ABOUT THIS TASK
Give again, word for word, every line in the entries below from the line with "back, with integer pixel coordinates." up to and including the line with "Query: standing giraffe", and no other line.

SOURCE DATA
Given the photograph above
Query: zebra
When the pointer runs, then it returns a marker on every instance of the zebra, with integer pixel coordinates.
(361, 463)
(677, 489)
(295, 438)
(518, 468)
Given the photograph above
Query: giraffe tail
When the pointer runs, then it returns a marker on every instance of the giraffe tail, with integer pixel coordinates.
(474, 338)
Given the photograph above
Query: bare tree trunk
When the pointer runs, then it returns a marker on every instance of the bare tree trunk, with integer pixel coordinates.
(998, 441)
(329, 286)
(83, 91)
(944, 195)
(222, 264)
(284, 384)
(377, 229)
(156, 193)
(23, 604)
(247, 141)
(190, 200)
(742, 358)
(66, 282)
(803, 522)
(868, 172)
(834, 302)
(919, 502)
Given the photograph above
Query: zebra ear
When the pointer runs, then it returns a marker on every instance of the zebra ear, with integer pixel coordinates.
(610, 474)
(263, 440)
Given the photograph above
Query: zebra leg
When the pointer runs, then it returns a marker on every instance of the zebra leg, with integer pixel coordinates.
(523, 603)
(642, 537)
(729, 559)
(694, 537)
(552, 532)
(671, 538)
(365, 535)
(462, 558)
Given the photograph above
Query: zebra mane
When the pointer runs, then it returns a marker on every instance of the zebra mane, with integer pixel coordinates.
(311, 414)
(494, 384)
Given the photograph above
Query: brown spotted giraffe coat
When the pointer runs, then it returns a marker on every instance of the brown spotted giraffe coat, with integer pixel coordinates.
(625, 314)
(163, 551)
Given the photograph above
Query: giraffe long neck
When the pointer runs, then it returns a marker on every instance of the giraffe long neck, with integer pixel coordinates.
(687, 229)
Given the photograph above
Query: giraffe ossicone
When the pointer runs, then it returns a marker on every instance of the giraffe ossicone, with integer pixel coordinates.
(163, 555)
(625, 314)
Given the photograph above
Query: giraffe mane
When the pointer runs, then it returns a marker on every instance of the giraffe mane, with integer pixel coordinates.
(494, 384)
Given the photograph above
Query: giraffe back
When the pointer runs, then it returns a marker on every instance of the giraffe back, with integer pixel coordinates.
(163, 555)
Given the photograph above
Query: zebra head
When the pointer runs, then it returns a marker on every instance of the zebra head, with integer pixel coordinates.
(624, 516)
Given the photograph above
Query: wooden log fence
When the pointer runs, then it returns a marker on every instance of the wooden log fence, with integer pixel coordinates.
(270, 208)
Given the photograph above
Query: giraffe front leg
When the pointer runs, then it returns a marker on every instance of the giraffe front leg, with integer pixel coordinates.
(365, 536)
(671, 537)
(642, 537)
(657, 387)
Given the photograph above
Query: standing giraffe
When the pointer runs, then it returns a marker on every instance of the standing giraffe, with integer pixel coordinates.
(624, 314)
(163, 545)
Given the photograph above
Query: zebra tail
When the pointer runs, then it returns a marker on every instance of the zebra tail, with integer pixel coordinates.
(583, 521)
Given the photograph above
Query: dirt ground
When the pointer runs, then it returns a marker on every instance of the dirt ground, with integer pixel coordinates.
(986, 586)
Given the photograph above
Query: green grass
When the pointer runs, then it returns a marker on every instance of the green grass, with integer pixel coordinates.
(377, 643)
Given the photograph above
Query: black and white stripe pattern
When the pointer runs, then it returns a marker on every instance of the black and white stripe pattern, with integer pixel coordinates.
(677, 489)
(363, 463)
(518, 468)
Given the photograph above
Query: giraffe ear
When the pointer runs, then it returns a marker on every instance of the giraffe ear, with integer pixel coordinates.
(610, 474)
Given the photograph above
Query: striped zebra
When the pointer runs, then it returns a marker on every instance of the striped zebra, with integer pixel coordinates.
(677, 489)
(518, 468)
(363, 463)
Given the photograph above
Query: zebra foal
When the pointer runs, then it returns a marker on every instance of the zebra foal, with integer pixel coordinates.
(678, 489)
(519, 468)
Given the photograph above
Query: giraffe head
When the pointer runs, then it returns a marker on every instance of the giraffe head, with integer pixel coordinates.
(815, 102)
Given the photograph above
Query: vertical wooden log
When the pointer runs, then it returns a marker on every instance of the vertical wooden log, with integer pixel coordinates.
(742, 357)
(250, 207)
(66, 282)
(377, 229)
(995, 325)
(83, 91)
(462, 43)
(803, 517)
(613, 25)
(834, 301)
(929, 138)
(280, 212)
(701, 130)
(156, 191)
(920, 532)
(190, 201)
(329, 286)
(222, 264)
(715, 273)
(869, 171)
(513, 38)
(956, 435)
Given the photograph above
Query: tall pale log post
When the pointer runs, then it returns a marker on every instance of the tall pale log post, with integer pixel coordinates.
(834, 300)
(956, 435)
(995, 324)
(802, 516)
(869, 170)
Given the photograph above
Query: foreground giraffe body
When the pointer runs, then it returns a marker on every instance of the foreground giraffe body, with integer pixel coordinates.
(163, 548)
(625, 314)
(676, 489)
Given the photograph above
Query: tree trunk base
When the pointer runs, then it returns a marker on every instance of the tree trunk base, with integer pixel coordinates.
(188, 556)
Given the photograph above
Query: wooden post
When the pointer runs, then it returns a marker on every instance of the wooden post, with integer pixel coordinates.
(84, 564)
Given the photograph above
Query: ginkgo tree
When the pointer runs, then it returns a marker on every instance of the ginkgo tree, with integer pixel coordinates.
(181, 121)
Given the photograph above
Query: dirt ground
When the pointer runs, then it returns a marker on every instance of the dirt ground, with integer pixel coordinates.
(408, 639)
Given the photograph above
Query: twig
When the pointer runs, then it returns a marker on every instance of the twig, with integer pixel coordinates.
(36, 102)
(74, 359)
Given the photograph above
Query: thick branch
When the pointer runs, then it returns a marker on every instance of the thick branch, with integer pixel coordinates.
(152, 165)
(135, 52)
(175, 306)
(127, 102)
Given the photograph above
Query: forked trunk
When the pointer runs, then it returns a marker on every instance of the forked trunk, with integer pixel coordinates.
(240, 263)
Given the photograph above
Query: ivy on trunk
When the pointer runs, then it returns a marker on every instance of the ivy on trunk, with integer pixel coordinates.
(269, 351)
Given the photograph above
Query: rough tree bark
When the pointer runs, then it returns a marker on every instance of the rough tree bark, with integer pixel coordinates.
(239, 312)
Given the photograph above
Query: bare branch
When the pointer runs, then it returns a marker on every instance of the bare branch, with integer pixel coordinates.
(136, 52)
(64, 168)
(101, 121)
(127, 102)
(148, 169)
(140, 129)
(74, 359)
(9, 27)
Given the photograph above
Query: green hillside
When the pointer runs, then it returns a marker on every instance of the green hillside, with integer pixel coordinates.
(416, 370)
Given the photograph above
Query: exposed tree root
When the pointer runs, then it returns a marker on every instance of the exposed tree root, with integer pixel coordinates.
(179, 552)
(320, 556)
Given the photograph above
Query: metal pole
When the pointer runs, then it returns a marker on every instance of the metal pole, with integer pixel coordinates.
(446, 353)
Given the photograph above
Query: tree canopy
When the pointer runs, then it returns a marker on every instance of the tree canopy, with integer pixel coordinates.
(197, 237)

FINAL ANSWER
When the pointer runs, then it returns a marker on every instance of the giraffe back, with integer pixel coordinates.
(163, 555)
Given the photograph above
Query: zebra head
When the pointer runs, then it returns a marker on every instance of the zebra head, with integer pixel coordinates.
(624, 516)
Given the photograph above
Query: wooden log fence
When the pointer runs, then it returns a marker on every instance of the wooden log fence, with integer pixel coordinates.
(270, 208)
Given the photograph above
Query: giraffe front leg
When the pointer runs, then it returns a marker on every instance of the giraffe front leg, with integer pixel coordinates.
(365, 536)
(671, 537)
(642, 537)
(657, 387)
Given the photograph above
Query: standing giraffe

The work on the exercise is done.